DESCRIPTION OF THE TASK :: Can you rescale the stretch from the line containing "Exercise. Point out the lawn" through the end of the entries, both ends included, by writing every line out again, requests and all? Multiply each x and y pin coordinate in the answers by 1.6 and round to whole numbers, with halves rounded up.

DATA RECORDS ::
━━━━━━━━━━━━━━━━━━━━

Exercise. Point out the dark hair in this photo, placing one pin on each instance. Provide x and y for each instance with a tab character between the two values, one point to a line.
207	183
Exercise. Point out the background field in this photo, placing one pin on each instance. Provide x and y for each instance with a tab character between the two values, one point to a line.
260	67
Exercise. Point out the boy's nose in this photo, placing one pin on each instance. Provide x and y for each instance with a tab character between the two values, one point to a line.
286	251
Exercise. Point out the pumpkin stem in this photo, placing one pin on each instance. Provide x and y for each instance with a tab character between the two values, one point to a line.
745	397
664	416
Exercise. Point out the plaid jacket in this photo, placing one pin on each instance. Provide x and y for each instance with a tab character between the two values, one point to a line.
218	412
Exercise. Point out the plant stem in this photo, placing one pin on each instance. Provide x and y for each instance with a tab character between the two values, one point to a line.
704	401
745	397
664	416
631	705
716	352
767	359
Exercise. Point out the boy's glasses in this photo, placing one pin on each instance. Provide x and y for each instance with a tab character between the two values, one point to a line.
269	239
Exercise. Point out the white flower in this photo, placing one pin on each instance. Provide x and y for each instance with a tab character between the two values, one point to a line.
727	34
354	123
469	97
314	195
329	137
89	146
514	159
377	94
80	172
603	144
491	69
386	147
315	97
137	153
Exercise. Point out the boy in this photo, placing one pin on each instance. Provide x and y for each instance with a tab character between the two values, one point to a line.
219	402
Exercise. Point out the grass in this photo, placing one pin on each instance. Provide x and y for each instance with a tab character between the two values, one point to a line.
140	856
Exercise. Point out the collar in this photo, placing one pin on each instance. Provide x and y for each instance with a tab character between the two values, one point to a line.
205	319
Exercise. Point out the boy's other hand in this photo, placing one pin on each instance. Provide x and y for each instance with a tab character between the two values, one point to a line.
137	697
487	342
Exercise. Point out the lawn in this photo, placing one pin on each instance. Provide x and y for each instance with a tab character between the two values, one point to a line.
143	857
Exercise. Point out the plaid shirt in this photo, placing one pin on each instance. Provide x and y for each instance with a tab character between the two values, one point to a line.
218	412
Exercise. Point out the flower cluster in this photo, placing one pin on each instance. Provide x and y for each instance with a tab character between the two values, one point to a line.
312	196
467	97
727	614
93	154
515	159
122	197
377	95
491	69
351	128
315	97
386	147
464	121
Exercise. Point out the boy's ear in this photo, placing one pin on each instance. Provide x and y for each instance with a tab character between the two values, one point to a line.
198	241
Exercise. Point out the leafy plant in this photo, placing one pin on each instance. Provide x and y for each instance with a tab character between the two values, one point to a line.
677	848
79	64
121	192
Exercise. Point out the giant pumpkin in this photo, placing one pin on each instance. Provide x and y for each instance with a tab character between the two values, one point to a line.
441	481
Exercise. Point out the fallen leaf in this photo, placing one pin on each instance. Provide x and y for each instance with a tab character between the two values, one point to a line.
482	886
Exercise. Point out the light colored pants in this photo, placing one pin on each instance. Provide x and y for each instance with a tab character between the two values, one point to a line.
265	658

━━━━━━━━━━━━━━━━━━━━

WRITTEN SOLUTION ::
Exercise. Point out the lawn in this photo, placing one pin on each instance. Provide x and y for each instance with a tab character between the two values, one point to a line.
229	1371
Exercise. Point out the plaid shirt in this photo, placing one pin on each instance. Provide x and y for each instance with a tab character between the two values, one point to a line.
349	659
Exercise. Point out the flower cluster in this photo, placing one pin on each instance. Provide x and y for each instance with a tab character between the two values, one point to a line.
499	314
747	155
1163	982
149	246
824	254
195	315
603	152
786	110
562	205
504	155
618	235
742	194
Exercise. Point out the boy's ear in this photo, placing one pin on each instance. Provide x and y for each instance with a tab character between the two values, one point to a line.
317	386
Exercise. Point out the leafy plant in this photo, placing one pin on each instance. Provide x and y for each instance with a tab character between the two values, one point to a line.
1083	1357
126	102
194	307
Exercise. Point out the giant pumpkin in this photo, placing one pin on each instance. Provide x and y for each instance with a tab character between the two values, one point to a line.
706	770
Exercise. Point out the fallen leaf in this photo, placing one pin on each instance. Provide x and y for each instance with a tab character between the two values, one point to a line.
771	1418
Exercise. Point out the light colored pants in this photo, placing one pin on each instance. Provide x and y for each instance with a tab character between the two values, one point to a line.
424	1053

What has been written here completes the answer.